(Region pointing data)
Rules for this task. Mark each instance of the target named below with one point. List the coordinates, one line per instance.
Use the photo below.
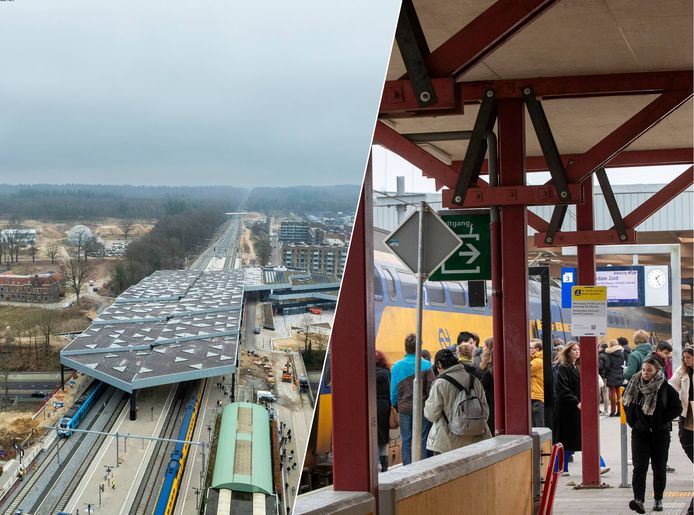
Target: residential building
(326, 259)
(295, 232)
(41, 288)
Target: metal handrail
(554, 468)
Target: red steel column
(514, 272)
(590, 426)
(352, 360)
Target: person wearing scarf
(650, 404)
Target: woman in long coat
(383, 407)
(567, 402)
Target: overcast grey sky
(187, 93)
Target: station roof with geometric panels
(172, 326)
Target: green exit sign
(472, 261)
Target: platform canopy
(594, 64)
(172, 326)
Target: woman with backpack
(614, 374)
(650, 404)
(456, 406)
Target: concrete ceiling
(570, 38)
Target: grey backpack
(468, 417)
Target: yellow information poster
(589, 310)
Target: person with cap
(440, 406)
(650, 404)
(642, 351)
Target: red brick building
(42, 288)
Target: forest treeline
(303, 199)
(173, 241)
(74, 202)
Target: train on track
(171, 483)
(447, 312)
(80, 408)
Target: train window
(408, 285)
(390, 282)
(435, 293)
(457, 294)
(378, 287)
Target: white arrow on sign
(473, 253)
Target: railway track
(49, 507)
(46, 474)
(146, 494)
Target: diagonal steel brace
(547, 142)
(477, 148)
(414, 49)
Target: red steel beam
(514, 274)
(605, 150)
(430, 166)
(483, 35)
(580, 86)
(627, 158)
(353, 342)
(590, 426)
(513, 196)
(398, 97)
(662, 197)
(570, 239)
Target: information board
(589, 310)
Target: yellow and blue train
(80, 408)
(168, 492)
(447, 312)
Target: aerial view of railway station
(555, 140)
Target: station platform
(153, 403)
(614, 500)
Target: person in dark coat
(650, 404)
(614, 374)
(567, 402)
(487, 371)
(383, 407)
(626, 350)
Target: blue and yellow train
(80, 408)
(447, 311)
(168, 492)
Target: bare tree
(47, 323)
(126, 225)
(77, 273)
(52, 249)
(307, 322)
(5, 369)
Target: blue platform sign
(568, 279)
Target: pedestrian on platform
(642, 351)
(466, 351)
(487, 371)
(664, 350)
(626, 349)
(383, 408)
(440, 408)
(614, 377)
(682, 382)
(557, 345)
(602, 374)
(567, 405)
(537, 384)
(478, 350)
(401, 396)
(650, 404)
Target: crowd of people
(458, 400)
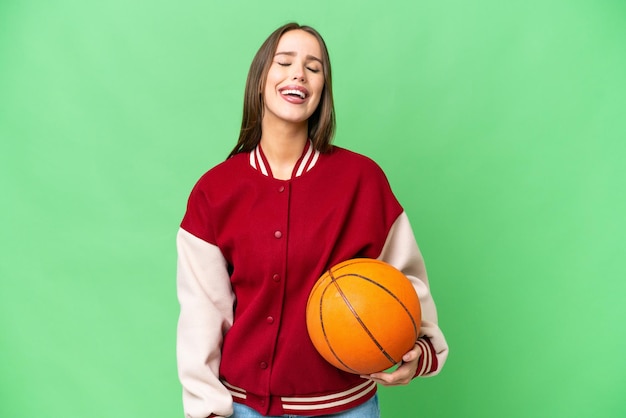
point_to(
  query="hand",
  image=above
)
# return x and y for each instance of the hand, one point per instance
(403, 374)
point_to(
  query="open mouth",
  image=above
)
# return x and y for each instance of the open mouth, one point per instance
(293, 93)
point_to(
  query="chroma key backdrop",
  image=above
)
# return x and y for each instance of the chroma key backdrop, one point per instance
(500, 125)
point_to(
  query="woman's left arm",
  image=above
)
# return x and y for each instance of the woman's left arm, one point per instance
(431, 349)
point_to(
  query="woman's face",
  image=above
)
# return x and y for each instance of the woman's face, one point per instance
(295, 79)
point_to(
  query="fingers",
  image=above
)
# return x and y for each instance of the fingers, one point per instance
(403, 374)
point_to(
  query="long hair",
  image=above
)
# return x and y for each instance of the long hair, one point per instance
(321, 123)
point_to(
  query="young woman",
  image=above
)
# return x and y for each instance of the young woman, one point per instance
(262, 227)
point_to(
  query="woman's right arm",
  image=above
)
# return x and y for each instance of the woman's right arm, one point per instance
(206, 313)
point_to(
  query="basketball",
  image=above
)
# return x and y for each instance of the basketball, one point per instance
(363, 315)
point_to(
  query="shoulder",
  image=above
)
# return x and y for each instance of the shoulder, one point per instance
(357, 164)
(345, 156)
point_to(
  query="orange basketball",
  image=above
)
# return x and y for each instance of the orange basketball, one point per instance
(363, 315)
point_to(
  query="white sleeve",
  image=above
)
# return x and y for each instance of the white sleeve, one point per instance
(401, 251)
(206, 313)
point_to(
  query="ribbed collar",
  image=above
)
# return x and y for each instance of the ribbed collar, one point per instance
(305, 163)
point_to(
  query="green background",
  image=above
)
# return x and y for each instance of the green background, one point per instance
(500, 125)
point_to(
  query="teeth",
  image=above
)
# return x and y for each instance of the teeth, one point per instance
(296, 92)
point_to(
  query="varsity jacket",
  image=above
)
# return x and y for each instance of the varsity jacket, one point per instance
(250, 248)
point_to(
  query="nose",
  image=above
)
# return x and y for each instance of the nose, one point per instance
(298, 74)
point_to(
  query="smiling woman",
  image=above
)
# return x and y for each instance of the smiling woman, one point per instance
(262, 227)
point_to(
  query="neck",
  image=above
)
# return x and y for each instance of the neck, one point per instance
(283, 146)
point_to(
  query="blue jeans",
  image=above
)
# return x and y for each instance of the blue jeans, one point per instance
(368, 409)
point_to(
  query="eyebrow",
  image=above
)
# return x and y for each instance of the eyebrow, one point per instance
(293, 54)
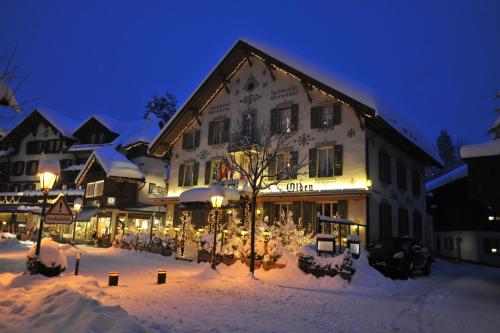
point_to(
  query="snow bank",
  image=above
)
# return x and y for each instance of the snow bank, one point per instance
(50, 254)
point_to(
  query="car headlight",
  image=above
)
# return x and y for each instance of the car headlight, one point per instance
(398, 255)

- _Task directions_: Nothing but a number should be given: how many lines in the records hold the word "below".

- _Written answer_: 2